__Work instruction__
Copy out all lines in the data below containing the string "cardigan".

__Available data__
+===+
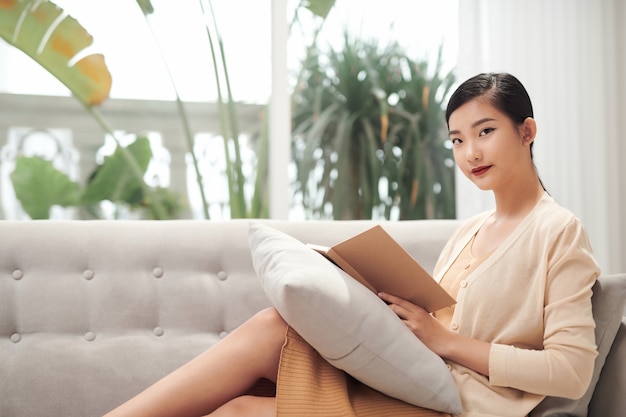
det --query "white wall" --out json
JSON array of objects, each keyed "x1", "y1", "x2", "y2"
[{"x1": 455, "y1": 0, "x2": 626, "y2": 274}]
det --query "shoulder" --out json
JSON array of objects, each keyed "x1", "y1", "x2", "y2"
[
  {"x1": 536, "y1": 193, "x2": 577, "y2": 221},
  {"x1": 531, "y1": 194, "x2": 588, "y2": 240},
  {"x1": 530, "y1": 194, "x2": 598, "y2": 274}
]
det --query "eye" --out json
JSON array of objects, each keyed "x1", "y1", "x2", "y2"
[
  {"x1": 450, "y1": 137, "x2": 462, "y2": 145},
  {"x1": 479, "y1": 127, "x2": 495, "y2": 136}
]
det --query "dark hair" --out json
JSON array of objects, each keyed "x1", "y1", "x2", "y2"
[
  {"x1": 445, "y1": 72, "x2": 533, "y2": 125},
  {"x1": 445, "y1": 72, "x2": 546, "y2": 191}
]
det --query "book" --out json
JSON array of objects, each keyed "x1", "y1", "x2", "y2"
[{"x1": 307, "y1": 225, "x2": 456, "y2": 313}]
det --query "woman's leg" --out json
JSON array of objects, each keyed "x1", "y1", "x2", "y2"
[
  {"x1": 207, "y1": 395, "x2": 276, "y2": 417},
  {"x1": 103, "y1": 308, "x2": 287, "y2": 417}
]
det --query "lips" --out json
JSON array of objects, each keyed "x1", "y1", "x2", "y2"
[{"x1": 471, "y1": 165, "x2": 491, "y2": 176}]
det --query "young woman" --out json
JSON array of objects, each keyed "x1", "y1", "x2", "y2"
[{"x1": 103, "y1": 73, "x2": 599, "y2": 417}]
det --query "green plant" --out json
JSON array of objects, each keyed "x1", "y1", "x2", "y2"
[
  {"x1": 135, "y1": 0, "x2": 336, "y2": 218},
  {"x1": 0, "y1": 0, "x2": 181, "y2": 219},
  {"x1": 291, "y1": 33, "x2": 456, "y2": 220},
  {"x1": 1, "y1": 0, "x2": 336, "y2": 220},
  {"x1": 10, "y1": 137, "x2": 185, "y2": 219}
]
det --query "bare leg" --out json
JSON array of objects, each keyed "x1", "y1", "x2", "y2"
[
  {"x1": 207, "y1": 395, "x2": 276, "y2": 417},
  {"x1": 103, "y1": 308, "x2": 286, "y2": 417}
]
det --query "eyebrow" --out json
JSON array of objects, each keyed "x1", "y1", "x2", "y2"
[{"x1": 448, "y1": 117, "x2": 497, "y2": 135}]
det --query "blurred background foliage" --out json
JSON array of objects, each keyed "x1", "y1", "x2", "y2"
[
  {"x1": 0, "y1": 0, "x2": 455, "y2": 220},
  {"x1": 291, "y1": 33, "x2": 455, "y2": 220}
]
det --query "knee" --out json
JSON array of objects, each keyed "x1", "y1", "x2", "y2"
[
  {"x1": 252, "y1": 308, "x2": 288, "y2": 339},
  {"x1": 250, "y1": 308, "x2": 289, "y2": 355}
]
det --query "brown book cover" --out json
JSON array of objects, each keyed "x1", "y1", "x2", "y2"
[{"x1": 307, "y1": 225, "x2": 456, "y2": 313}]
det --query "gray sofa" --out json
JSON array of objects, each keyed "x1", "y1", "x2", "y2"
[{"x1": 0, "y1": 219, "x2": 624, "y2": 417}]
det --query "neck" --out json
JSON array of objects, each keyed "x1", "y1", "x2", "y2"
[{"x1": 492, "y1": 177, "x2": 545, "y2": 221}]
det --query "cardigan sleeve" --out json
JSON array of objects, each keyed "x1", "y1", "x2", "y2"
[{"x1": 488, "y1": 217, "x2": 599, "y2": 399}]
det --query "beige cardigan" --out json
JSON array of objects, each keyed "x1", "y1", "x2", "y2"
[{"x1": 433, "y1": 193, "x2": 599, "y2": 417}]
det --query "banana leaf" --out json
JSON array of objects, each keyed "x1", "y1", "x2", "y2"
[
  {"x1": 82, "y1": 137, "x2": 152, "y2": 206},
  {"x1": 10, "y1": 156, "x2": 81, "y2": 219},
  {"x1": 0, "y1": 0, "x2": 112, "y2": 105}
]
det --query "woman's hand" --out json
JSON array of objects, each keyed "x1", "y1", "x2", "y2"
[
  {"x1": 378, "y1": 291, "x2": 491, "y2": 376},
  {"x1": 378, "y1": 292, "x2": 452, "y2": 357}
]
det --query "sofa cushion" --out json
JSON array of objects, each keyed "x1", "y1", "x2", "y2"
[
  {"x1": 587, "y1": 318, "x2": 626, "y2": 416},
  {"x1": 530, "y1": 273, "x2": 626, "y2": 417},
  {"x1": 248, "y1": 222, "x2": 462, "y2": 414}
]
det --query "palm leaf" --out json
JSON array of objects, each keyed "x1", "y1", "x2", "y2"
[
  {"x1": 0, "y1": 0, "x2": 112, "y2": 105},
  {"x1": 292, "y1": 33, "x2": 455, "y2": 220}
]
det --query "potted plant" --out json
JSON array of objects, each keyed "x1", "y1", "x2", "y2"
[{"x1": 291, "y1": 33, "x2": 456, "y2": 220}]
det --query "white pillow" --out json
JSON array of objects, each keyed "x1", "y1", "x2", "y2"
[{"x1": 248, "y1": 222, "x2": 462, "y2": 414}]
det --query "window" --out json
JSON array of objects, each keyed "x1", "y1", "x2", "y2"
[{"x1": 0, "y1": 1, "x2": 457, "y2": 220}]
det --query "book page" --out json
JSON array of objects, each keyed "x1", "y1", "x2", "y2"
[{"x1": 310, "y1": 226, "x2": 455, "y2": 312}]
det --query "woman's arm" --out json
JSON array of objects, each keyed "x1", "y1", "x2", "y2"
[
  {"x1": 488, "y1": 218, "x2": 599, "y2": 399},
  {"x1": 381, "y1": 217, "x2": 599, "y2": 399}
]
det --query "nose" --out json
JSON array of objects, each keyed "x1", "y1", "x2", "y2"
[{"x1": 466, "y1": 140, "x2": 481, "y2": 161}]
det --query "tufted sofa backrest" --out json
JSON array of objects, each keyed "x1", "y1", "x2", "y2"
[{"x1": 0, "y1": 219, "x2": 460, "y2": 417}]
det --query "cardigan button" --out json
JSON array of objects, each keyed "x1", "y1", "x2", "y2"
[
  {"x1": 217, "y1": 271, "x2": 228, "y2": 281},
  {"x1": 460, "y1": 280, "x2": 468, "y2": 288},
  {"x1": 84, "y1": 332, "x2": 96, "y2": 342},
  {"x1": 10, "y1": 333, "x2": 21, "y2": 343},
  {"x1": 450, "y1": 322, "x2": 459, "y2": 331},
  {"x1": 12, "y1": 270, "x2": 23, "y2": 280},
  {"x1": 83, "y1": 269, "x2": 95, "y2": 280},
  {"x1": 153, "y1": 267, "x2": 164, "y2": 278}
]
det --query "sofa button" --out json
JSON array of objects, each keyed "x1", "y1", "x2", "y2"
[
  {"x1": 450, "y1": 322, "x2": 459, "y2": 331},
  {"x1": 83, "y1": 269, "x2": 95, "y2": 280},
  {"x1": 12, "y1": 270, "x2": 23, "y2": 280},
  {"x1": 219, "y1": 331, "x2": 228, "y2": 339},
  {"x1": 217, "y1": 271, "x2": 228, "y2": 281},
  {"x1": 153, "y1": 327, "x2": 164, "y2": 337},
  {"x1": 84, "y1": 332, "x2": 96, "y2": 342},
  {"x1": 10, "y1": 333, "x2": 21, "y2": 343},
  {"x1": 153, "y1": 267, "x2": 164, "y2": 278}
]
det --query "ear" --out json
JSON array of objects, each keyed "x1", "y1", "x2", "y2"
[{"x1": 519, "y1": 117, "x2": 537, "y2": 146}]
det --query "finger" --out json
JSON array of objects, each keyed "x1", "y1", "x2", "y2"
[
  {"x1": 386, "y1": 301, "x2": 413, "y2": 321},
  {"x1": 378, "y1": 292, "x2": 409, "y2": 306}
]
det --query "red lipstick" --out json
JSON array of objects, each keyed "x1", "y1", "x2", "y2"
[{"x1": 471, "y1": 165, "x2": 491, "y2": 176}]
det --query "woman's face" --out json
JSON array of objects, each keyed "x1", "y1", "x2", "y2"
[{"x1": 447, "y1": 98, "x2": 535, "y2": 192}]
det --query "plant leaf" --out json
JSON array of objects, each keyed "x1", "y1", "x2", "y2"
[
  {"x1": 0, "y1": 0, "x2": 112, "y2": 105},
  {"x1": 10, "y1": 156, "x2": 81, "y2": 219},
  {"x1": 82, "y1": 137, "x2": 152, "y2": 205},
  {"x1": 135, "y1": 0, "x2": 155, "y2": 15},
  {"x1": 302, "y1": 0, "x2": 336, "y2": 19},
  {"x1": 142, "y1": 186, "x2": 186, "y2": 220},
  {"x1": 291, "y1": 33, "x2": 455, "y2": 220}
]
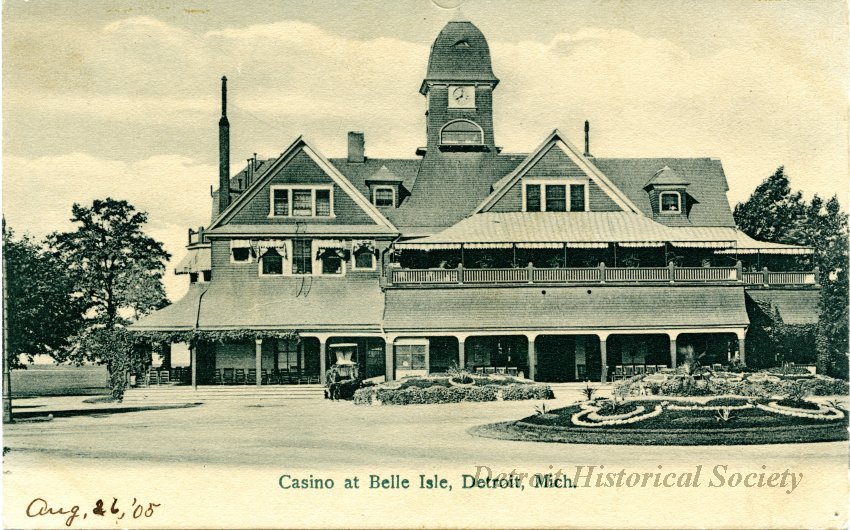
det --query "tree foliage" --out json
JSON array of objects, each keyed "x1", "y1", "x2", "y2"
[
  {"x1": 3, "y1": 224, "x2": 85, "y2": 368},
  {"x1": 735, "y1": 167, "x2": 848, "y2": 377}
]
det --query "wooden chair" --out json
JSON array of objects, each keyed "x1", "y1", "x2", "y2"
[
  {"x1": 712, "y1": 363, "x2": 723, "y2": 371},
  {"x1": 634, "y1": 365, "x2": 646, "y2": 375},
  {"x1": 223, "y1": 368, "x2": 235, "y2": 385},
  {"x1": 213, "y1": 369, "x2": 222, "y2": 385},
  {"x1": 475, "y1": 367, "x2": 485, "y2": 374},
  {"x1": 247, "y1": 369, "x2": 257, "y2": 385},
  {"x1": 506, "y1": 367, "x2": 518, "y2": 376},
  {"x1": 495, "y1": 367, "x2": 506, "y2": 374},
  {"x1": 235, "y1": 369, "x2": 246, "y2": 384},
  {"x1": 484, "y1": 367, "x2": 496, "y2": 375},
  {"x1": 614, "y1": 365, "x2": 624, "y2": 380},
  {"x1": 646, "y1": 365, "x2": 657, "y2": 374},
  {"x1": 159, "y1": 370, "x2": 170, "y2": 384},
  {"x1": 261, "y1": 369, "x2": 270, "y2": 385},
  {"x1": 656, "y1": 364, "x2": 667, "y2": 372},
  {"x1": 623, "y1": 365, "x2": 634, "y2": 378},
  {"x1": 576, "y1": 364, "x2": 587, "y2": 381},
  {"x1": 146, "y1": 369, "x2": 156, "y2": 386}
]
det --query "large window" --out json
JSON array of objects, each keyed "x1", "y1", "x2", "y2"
+===+
__Answer below__
det --query "cardigan sleeve" --out json
det --query "beige cardigan" --out json
det --query "cardigan button" --out json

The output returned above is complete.